━━━━━ Material supplied ━━━━━

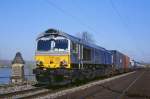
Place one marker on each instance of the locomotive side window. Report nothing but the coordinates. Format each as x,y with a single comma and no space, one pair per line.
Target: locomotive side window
74,47
86,54
44,45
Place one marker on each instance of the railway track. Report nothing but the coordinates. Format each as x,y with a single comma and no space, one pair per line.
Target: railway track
25,94
43,92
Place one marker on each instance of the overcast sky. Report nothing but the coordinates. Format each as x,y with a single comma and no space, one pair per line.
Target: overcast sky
123,25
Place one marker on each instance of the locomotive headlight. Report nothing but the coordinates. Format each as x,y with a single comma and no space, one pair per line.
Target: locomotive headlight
39,63
63,63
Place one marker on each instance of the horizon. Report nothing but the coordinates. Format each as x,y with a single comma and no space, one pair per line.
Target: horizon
114,25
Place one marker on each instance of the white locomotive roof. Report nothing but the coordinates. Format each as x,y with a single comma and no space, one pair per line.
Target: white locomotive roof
73,38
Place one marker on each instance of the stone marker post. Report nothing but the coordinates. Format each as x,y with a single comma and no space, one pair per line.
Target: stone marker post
17,76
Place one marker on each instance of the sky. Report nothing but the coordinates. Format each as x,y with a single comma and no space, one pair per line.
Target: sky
122,25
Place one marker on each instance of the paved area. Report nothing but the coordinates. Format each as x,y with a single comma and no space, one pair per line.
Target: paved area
133,86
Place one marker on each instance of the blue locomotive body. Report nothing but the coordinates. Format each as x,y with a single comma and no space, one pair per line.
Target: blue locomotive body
80,60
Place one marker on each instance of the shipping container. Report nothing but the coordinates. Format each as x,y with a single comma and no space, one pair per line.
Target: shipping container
118,60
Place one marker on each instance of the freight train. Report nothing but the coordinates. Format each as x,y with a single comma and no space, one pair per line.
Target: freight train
62,59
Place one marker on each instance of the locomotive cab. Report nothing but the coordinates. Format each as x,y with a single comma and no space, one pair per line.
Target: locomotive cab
53,50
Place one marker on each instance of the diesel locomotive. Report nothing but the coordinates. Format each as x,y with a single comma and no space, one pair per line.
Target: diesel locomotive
62,58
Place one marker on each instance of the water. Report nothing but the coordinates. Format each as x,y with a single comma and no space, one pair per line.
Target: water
5,73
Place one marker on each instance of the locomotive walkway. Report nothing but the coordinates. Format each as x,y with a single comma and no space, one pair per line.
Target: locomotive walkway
133,85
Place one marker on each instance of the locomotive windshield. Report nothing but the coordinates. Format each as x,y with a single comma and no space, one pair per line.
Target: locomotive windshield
56,45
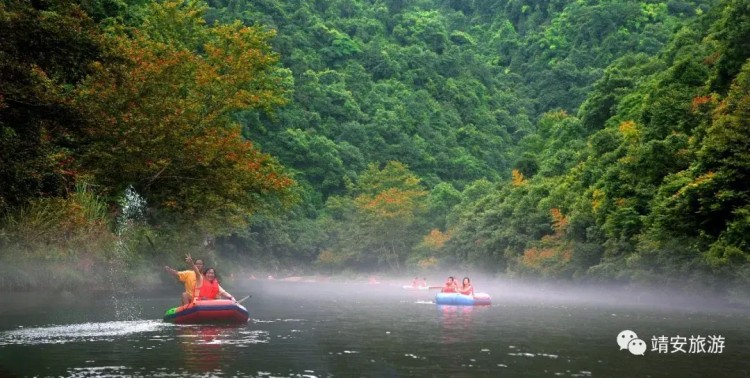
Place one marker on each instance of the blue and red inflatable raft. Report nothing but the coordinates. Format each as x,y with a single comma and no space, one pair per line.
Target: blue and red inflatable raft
208,311
478,299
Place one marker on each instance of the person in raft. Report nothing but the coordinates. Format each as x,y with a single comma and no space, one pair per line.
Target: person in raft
188,277
466,288
207,286
450,286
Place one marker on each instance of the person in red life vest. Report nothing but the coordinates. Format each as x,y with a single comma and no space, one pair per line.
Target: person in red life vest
466,288
450,286
207,286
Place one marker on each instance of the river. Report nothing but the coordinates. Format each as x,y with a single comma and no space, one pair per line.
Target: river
300,329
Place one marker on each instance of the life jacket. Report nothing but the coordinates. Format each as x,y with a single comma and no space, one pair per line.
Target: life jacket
451,289
468,291
209,290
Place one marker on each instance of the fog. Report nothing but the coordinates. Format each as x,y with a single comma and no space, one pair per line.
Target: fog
502,290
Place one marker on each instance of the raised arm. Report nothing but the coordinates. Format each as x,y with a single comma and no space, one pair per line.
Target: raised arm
224,294
172,271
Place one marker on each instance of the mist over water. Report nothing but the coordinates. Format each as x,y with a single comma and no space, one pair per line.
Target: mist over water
373,326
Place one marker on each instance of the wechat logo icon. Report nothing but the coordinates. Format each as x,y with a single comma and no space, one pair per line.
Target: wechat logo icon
627,339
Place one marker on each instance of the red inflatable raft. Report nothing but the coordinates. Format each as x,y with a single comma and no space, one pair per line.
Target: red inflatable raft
209,311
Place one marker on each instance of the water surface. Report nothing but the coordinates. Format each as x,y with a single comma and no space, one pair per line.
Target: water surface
335,329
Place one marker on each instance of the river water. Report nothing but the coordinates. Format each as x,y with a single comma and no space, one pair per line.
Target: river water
302,329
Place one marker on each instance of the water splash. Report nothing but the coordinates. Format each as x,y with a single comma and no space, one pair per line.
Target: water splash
78,332
132,215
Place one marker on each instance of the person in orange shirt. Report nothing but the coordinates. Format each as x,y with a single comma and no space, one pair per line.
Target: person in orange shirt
207,286
188,277
450,286
466,288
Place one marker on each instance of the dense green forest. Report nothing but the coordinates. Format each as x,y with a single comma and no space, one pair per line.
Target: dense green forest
579,139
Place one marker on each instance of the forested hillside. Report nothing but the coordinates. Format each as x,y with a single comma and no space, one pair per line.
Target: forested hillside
600,140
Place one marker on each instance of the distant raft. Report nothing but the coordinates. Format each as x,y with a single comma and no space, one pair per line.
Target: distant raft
210,311
478,299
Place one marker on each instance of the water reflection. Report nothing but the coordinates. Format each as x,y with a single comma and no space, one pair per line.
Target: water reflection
455,323
202,346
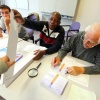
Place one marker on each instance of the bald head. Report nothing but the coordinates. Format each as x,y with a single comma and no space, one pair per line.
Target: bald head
56,14
93,31
54,20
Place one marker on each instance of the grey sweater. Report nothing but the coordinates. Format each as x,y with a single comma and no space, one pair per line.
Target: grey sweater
3,67
92,55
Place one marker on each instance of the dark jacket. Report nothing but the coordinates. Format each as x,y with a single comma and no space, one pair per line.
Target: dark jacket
51,40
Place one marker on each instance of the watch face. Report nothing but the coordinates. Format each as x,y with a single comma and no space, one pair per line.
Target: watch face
1,98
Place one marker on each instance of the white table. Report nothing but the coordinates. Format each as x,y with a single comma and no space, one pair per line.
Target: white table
25,88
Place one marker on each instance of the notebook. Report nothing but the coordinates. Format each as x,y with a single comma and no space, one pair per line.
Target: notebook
3,53
55,82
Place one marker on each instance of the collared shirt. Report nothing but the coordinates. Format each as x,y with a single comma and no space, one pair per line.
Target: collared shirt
92,55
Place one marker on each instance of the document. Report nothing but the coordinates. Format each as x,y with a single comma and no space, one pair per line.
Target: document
3,53
55,82
68,61
78,93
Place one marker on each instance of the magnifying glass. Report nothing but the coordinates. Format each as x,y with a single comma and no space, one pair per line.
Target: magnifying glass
33,72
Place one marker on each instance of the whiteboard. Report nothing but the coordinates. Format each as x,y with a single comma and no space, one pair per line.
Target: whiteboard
22,4
64,7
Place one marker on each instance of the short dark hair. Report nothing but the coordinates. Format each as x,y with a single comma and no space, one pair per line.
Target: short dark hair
58,14
5,7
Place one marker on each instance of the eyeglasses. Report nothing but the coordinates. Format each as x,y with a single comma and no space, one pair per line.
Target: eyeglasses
87,41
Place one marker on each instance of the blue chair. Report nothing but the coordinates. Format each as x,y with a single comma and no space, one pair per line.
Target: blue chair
73,29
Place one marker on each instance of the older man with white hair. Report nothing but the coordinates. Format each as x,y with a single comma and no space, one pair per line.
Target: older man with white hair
85,46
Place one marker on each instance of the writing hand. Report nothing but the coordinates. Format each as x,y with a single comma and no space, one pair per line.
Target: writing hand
75,70
39,54
56,61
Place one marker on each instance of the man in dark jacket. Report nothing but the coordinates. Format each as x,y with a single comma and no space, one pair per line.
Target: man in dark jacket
51,33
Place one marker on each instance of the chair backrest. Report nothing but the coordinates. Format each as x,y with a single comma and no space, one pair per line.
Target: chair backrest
75,26
32,16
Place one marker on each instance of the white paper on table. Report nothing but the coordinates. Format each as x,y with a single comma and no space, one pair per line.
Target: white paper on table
77,93
81,79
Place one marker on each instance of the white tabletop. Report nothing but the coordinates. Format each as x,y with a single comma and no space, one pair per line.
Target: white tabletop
25,88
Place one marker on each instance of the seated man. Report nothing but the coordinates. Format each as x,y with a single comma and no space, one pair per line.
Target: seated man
52,34
85,46
5,21
5,63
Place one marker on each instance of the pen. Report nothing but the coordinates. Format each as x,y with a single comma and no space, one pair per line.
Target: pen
62,66
38,65
54,78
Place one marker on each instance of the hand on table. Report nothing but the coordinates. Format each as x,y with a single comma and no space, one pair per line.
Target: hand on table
75,70
7,61
39,54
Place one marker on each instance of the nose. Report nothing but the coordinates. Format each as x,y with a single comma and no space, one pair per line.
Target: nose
52,21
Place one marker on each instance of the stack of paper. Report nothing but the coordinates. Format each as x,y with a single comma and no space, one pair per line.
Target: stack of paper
78,93
56,82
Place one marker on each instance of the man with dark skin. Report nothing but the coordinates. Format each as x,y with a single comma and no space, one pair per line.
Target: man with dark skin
51,33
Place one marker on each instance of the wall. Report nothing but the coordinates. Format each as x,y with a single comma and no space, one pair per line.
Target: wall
88,11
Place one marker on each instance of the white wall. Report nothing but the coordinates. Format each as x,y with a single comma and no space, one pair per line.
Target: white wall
88,11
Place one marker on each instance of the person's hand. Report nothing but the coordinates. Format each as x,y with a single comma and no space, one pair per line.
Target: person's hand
18,17
39,54
75,70
7,61
56,61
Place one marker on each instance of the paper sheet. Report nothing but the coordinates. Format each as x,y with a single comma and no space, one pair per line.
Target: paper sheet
77,93
82,79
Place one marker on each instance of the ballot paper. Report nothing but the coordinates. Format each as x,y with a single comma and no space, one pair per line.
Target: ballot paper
55,82
69,61
3,53
78,93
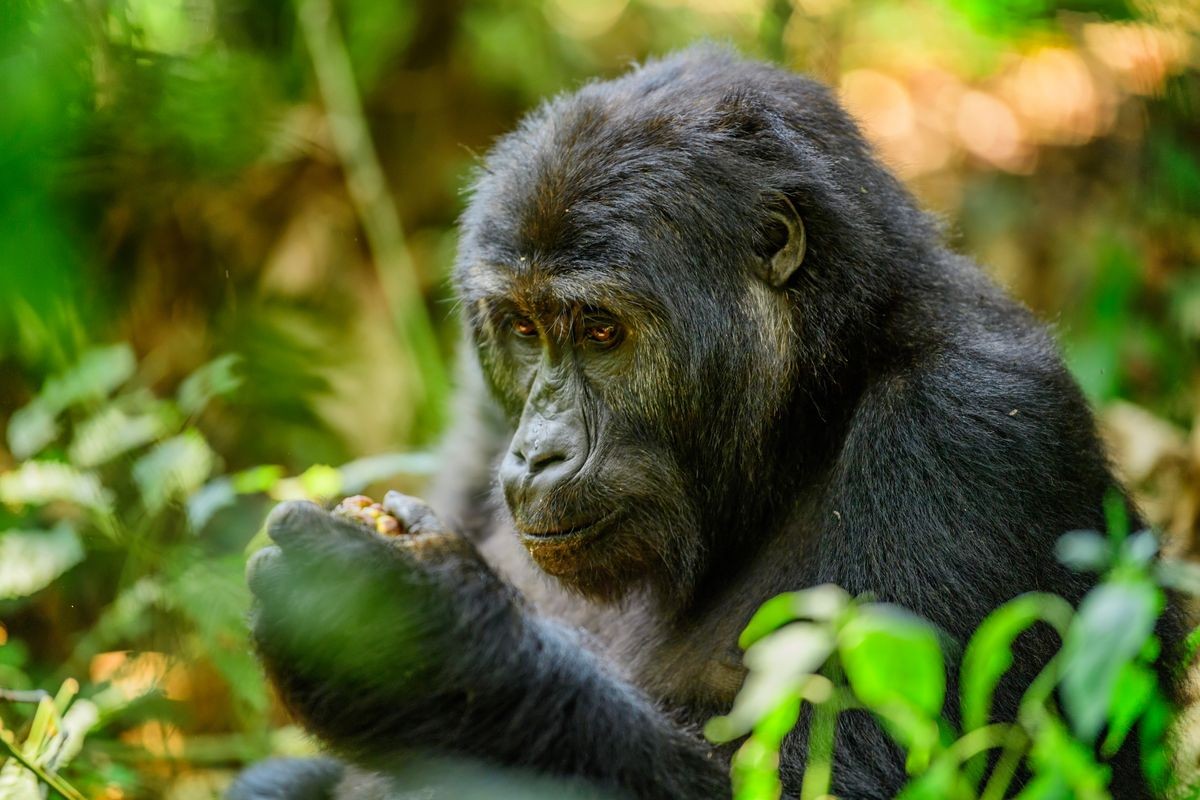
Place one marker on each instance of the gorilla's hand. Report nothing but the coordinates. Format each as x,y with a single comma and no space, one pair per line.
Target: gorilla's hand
375,638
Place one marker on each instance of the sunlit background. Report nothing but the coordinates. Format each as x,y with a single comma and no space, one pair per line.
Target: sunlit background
226,228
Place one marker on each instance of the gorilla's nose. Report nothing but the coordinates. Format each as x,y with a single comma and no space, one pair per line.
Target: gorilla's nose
540,458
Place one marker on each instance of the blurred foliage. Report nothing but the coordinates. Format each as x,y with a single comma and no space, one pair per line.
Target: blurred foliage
823,653
227,227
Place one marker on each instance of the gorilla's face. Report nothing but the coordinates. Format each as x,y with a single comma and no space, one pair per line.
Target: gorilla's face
628,325
592,479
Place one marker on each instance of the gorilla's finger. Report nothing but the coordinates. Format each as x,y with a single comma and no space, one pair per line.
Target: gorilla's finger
264,571
292,521
413,513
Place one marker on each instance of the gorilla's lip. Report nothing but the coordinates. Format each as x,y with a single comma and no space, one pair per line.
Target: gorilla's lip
575,531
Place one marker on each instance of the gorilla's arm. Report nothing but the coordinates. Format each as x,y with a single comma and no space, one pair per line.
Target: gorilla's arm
955,477
413,643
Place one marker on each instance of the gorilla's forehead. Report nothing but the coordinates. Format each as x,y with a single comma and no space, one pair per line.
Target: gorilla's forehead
534,288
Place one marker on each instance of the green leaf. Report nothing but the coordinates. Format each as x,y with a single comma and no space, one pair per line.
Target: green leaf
1109,631
939,782
989,654
257,479
779,666
893,657
111,433
94,377
1132,695
321,481
173,470
33,559
37,482
214,379
1057,753
821,603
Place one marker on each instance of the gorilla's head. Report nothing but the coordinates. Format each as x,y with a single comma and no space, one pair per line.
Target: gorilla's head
660,274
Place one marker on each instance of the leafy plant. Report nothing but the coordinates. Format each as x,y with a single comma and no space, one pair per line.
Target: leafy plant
832,653
120,481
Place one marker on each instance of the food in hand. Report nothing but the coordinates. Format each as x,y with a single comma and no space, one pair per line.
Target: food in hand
367,512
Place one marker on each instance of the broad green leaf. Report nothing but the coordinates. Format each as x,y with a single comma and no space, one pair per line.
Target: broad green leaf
33,559
821,603
989,654
37,482
173,469
779,666
1056,753
1132,693
893,657
1109,631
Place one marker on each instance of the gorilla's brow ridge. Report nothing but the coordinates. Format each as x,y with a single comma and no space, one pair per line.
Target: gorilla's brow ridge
501,284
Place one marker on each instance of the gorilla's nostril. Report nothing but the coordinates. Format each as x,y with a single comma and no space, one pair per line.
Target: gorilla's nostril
540,461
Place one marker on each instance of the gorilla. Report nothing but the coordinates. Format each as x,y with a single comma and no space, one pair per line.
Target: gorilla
718,353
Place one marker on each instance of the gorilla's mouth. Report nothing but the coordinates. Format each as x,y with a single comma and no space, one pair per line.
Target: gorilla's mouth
573,533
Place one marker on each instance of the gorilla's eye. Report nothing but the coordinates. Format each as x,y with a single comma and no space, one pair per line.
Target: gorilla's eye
523,326
603,334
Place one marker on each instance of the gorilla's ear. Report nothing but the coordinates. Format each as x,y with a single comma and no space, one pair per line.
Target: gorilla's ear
781,241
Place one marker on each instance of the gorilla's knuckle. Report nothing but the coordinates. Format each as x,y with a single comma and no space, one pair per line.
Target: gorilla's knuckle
293,517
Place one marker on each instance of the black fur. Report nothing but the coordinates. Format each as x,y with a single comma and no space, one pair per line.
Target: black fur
886,420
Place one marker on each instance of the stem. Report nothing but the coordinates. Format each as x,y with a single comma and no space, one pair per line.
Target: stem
819,768
822,731
1006,768
373,204
52,781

━━━━━

## Exercise objective
Taking the material above, give again exactly the lines from the one holding "Place one marker on each instance of the shipping" through the one holding "Place one marker on each instance of the river.", with both ends and without pictures.

## Solution for this problem
Place one marker on each instance of the shipping container. Report nothing but the coordinates. Format each as x,y with a single comma and no space, one pair per line.
Target: shipping container
118,60
Place one marker on each instance of the freight train. Report nothing but the coordinates. Format each as x,y with a single comma and no space, one pair per line.
Target: freight train
62,59
Place one marker on each instance of the locomotive cab. Report nothing but the coordinates. Format each as x,y with a single comma and no space, one pair per line.
Target: locomotive cab
53,50
Place one marker on each instance of the diesel locomotive. Report nothing but the coordinates. Format each as x,y with a single comma and no space, one pair per line.
Target: diesel locomotive
62,58
Place one marker on each instance of the water. Report nothing but the coordinates. Format each as x,y with a single comma and no space, one pair per line.
Target: water
5,73
Place one marker on each instance of the locomotive walkway. Report nothing but the coordinates. Format each as x,y with a single comma and no space, one pair per line.
Target: locomotive walkway
133,85
Place one marker on each instance of the locomotive windshield. Report nothing but the coordinates. Format each as x,y with a single comma and no space, one pair per line.
Target: locomotive windshield
56,45
Place one marker on each instance of the blue and red inflatable raft. Report nothing but the coordinates. Format each as x,y with a single comma and no space, one pair per line.
Target: blue and red inflatable raft
208,311
478,299
Place one marker on each instance of the person in raft. Report nothing but the coordinates. Format each as x,y with a single comma and no space, one pair per line.
Target: person in raft
188,277
466,288
207,286
450,286
Place one marker on each instance of the person in red life vest. Report nothing but the coordinates. Format each as x,y with a single comma and no space, one pair per line.
Target: person in red life vest
466,288
450,286
207,286
Place one marker on each instance of the river. Report nothing but the coordinates. Format each as x,y with a single comma and no space, one pair per line.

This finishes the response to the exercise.